**GIVEN RECORDS:**
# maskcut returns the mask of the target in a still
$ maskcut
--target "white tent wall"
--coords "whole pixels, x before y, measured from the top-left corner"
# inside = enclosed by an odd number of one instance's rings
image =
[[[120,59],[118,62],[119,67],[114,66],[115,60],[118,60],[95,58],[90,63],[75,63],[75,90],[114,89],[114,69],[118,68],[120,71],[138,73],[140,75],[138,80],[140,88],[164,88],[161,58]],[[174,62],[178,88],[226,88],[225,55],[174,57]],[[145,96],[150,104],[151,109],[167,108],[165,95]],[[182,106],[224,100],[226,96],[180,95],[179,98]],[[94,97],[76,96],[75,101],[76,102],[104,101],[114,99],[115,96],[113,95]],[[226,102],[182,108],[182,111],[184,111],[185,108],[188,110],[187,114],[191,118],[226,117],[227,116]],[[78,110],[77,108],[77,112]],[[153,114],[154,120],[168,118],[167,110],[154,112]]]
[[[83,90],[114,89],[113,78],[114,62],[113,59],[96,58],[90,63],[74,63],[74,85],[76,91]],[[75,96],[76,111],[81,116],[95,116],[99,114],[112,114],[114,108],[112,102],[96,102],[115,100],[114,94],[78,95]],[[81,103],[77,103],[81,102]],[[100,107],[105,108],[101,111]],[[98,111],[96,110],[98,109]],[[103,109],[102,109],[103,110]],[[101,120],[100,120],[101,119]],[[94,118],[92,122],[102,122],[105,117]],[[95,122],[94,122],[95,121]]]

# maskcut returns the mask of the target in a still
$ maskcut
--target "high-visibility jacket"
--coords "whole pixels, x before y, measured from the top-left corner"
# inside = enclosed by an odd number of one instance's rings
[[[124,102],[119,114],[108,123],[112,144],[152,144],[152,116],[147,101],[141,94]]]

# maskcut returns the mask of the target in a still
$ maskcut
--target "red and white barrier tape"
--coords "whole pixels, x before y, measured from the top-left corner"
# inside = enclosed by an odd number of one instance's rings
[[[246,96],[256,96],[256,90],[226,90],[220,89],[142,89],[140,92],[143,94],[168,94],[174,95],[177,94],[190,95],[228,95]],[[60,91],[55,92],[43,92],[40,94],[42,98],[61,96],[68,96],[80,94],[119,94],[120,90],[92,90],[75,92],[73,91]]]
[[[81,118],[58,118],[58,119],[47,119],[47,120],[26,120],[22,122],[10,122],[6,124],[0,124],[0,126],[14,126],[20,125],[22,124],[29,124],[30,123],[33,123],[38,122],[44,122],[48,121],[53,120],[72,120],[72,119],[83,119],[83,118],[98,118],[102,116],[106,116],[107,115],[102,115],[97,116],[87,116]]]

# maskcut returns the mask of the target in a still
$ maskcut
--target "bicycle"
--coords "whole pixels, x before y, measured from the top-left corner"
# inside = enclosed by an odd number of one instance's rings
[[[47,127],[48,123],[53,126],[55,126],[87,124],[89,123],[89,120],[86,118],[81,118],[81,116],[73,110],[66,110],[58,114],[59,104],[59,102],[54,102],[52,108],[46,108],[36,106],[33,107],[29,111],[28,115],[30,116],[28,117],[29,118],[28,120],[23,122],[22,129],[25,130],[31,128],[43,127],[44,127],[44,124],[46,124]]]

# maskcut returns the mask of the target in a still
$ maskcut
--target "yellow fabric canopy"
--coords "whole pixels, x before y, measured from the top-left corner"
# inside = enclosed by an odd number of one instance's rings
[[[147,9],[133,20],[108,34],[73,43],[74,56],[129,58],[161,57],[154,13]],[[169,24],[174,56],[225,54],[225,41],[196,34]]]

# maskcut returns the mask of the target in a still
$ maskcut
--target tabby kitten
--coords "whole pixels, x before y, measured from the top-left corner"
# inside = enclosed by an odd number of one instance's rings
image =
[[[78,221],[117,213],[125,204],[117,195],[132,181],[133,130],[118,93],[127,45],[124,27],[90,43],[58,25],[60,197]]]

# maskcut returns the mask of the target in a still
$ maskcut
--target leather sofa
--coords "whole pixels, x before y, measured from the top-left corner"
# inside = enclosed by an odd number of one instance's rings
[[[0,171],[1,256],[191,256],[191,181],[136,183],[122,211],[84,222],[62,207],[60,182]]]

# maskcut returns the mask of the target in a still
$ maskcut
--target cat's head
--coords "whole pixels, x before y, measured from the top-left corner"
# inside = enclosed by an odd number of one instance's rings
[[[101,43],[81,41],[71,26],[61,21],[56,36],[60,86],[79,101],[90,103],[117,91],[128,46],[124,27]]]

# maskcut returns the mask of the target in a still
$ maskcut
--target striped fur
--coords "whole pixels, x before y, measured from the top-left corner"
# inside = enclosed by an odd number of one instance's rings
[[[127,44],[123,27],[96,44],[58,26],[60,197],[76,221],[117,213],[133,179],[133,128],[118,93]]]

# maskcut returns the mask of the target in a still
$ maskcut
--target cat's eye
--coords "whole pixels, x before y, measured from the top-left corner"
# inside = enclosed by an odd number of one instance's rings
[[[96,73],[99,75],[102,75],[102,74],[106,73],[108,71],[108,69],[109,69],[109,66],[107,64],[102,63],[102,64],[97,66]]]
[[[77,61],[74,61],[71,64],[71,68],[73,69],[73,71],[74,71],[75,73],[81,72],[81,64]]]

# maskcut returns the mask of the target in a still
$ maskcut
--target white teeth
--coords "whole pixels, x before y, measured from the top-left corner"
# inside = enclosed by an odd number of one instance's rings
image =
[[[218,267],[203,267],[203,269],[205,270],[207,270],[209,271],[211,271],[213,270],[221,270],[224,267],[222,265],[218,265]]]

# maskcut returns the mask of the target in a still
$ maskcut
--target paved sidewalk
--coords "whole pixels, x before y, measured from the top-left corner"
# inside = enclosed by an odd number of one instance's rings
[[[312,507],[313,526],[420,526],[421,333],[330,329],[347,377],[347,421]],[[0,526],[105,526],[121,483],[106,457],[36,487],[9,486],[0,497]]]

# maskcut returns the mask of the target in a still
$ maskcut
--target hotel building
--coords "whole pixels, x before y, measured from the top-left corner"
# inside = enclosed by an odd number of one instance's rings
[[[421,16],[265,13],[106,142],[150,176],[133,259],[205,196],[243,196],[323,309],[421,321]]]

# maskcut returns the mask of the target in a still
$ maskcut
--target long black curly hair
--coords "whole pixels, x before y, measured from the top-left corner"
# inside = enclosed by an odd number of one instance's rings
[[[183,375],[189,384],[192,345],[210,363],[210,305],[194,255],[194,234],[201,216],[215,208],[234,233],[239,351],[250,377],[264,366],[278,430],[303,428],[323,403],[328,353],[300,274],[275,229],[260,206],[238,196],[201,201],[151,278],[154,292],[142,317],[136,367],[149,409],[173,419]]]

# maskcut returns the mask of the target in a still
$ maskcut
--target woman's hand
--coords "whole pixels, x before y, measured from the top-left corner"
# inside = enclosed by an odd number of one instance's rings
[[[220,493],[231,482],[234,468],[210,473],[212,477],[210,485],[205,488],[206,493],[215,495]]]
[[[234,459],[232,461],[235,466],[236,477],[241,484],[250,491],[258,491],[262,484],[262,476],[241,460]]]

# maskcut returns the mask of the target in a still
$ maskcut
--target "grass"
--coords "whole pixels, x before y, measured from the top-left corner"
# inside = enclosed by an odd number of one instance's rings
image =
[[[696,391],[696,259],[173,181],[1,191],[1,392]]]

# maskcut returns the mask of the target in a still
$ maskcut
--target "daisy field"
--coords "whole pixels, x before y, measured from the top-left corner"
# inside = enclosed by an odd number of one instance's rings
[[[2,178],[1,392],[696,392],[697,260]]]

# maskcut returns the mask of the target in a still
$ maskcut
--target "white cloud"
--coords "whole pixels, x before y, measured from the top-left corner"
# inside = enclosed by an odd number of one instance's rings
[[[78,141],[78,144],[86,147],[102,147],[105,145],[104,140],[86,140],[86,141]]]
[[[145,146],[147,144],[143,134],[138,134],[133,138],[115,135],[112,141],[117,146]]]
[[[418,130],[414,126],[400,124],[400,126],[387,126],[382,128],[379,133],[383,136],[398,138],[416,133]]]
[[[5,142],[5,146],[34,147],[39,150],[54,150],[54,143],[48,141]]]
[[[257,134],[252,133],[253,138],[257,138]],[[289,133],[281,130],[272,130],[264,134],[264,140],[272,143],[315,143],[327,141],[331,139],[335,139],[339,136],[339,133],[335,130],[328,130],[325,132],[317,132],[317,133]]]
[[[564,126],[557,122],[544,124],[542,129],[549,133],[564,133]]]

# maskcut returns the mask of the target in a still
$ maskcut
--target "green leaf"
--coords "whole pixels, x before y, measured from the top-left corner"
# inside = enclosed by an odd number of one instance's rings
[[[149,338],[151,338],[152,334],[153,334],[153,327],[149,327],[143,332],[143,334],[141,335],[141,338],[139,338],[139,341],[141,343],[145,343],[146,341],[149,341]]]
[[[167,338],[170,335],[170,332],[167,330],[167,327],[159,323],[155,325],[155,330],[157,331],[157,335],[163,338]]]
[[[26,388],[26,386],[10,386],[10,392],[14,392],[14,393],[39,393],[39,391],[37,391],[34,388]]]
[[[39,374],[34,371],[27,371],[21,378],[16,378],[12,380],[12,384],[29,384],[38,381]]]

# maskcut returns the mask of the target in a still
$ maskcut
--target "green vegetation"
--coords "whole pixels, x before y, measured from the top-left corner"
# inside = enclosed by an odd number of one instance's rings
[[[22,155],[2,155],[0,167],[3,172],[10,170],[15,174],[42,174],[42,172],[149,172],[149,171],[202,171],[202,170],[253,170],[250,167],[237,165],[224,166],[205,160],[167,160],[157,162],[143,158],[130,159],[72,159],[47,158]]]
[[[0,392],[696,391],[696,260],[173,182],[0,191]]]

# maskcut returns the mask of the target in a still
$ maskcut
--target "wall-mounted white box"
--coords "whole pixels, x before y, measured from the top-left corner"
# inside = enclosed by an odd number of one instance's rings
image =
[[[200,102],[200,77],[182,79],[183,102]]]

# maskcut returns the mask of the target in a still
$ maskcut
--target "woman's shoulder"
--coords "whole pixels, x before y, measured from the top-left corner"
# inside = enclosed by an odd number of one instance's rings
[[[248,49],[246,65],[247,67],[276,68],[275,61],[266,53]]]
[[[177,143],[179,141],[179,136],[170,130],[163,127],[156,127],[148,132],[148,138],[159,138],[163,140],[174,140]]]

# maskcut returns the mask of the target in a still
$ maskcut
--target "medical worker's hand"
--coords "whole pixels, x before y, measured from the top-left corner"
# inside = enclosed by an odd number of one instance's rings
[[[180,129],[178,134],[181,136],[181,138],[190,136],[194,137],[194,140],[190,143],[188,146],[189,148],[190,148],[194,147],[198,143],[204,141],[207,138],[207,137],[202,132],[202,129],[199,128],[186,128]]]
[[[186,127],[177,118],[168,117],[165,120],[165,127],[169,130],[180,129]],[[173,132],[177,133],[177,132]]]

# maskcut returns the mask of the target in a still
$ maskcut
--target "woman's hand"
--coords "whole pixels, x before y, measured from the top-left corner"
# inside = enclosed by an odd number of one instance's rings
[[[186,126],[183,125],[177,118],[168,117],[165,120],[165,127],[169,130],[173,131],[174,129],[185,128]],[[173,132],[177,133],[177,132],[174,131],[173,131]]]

**EXERCISE TASK:** Pull out every line of the material that contains the string "green", and list each one in full.

**REPLY:**
--target "green leaf"
--target "green vegetation"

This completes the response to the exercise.